Provided data:
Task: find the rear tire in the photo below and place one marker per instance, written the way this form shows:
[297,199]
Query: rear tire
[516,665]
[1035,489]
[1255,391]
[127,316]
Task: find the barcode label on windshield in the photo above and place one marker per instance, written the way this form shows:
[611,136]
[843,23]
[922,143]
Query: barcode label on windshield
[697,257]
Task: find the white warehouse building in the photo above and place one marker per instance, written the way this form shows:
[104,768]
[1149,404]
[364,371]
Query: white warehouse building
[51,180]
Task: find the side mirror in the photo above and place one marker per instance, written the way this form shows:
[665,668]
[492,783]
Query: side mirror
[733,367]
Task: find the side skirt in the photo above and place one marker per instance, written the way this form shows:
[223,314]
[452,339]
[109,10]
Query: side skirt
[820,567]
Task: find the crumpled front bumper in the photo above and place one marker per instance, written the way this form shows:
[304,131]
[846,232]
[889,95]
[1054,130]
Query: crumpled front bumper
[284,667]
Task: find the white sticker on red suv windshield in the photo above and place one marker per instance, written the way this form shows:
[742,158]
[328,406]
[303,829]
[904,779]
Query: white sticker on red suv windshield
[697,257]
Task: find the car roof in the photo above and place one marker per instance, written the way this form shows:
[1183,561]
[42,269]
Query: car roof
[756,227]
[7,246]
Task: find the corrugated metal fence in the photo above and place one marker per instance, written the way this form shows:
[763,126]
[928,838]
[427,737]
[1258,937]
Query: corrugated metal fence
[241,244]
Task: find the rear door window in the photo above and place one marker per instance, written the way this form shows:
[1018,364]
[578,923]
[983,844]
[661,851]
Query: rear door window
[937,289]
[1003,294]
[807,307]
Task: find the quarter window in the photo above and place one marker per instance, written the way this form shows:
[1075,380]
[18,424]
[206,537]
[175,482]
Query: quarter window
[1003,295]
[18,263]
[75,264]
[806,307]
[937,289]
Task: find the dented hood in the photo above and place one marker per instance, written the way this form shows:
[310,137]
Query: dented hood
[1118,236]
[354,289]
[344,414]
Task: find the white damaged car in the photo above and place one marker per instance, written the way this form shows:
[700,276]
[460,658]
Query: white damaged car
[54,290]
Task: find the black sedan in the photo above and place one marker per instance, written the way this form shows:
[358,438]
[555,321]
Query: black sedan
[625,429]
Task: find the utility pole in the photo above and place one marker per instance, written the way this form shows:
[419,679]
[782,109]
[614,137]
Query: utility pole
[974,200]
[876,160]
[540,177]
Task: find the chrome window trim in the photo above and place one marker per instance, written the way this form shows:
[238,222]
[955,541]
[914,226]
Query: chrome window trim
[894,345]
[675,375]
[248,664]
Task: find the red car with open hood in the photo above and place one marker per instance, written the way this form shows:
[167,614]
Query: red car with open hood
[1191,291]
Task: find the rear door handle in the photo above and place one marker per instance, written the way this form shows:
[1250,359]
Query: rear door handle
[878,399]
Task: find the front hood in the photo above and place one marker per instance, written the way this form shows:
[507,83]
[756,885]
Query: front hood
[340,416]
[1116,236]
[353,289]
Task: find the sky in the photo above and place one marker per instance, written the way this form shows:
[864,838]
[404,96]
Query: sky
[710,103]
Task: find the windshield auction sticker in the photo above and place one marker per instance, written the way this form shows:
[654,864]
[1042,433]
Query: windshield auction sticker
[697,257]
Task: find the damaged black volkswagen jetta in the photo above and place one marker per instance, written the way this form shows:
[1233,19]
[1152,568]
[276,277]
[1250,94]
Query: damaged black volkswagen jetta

Work request:
Every record above must appear again in the answer, unchanged.

Solution to the exercise:
Task: find the rear tire in the photo below and place one marker per instance, written the way this form shows:
[297,199]
Query: rear tire
[516,665]
[1035,489]
[1255,391]
[127,316]
Task: find the barcode label on windshield in the photo above and place one marker per instance, written the way this form shows:
[611,136]
[843,23]
[922,143]
Query: barcode label on windshield
[697,257]
Task: find the white warehouse building in the photo above and place one marker per instance, written the way this form shows:
[104,768]
[1149,404]
[364,371]
Query: white warehouse building
[51,180]
Task: find the side mirror in the photo above and place one marker per instance, written the way this form shows:
[665,668]
[492,783]
Query: side mirror
[733,367]
Task: find the side skirt in the photo above and place one marker per instance, written the way this form shows:
[223,314]
[452,339]
[109,10]
Query: side skirt
[820,567]
Task: find the crumpled front bumper in the photo above and place one marker per instance, written the way this form shows:
[304,131]
[846,232]
[889,95]
[1054,130]
Query: crumpled front bumper
[284,667]
Task: find the white sticker on red suv windshield in the photo above and place one marker per instance, written the way this form shows:
[742,158]
[328,406]
[303,829]
[904,779]
Query: white sticker on red suv windshield
[697,257]
Task: find the car roof in the photo above and place one marker per instance, written the way this form shows:
[1183,561]
[42,269]
Query: car roof
[756,227]
[7,246]
Task: find the corrugated metal fence in the photo above and place one marker per instance, written the way this form shows:
[763,126]
[928,838]
[427,737]
[1258,937]
Query: corrugated metal fence
[241,244]
Task: find the rear door window in the photo above and place one marker per instance, written the way this form shows:
[1018,364]
[578,923]
[983,844]
[661,851]
Query: rear door window
[937,289]
[1003,294]
[807,307]
Task: find the quarter window in the photo above and place one marker per instance, written the way this form shows:
[1075,380]
[18,424]
[206,537]
[175,482]
Query: quarter window
[1003,295]
[18,263]
[75,264]
[806,307]
[937,289]
Task: find the dented hood in the photo above and place one marker per instance, written the way this form shows:
[310,137]
Query: dented hood
[1118,236]
[354,289]
[344,414]
Task: find the white damaged car in the photo above and place one marker per instance, written the way this form shows:
[700,276]
[460,658]
Query: white damaged car
[54,290]
Task: find the black sedan in the photo above and place one marker per instance, written the way this form shows:
[358,438]
[555,321]
Query: black sedan
[625,429]
Task: find the utility pole in the photo above and place one marker per instance, written the way this form shows:
[419,679]
[782,109]
[614,137]
Query: utility pole
[974,200]
[876,160]
[540,177]
Task: find the chrome window trim in the photo above and place one marker per instance, written the way this form shows:
[238,222]
[955,541]
[914,226]
Query: chrome window trim
[894,345]
[675,375]
[248,664]
Task: find the red car with open hood in the photo above and place one marker per instance, written the way this form shows:
[167,614]
Query: red car with open hood
[1191,291]
Task: find the rear door handle in the photo above and place one marker per instance, written the way this form shows:
[1250,359]
Query: rear door handle
[878,399]
Task: find the front hood in the photo above and place one marker per instance, written the way this form shows:
[507,83]
[756,885]
Query: front hood
[340,416]
[1116,236]
[353,289]
Task: find the sky in the photo above and place one marker per instance, written the way this form shows:
[864,838]
[404,96]
Query: sky
[710,103]
Task: find the windshield auction sticker in the photo above and place one marker per instance, written the way this form shows:
[654,864]
[1042,433]
Query: windshield auction sticker
[697,257]
Task: find the damaged black volkswagen jetta in the photo above and place one marker per instance, written the way this form shows:
[1233,19]
[1152,568]
[276,277]
[1250,94]
Query: damaged black volkswagen jetta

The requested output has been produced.